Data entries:
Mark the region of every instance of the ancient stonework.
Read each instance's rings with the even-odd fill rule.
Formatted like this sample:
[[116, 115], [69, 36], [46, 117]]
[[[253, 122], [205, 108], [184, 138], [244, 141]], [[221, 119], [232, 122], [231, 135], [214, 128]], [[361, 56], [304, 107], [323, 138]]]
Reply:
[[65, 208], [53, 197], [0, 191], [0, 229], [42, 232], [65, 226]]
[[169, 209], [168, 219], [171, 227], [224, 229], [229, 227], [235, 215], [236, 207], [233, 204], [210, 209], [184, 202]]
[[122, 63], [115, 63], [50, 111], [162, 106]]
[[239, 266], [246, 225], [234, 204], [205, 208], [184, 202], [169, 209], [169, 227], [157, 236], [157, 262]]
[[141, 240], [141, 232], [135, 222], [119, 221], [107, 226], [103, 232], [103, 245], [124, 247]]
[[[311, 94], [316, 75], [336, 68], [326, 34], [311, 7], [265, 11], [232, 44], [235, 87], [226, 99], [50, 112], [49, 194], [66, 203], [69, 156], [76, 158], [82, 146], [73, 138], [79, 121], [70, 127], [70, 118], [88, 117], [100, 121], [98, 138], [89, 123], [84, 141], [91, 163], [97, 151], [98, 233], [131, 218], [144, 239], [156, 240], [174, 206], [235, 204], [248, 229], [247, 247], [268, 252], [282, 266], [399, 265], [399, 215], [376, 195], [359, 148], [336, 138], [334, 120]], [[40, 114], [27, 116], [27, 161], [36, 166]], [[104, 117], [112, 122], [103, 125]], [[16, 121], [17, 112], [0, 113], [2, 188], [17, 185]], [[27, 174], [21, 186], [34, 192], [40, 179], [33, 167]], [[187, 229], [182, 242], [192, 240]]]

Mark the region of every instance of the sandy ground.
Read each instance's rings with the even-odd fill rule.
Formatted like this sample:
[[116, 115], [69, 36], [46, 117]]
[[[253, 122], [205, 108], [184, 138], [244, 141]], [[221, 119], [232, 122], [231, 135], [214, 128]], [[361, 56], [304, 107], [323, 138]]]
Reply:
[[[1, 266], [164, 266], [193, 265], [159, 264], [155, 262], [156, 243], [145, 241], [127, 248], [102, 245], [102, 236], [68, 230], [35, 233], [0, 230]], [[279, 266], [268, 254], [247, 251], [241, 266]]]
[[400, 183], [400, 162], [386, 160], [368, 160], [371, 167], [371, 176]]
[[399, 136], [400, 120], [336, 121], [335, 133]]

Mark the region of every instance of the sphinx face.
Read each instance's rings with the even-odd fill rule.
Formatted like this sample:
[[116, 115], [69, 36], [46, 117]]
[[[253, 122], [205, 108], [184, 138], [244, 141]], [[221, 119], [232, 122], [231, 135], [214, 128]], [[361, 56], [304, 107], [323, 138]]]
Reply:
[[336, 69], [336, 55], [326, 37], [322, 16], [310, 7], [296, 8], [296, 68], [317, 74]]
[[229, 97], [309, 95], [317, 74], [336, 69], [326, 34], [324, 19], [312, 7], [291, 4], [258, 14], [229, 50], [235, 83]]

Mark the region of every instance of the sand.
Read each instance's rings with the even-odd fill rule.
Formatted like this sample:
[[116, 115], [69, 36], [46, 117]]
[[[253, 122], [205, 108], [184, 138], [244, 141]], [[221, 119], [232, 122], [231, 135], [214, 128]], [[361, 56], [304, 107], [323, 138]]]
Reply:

• **Activity**:
Wherever a line in the entries above holds "region", copy that line.

• **Solution for this problem**:
Mark the region of every instance of the ancient stonework.
Mark the region of every instance of the sandy ground.
Mark the region of every instance of the sphinx face.
Mark the region of every instance of the sand.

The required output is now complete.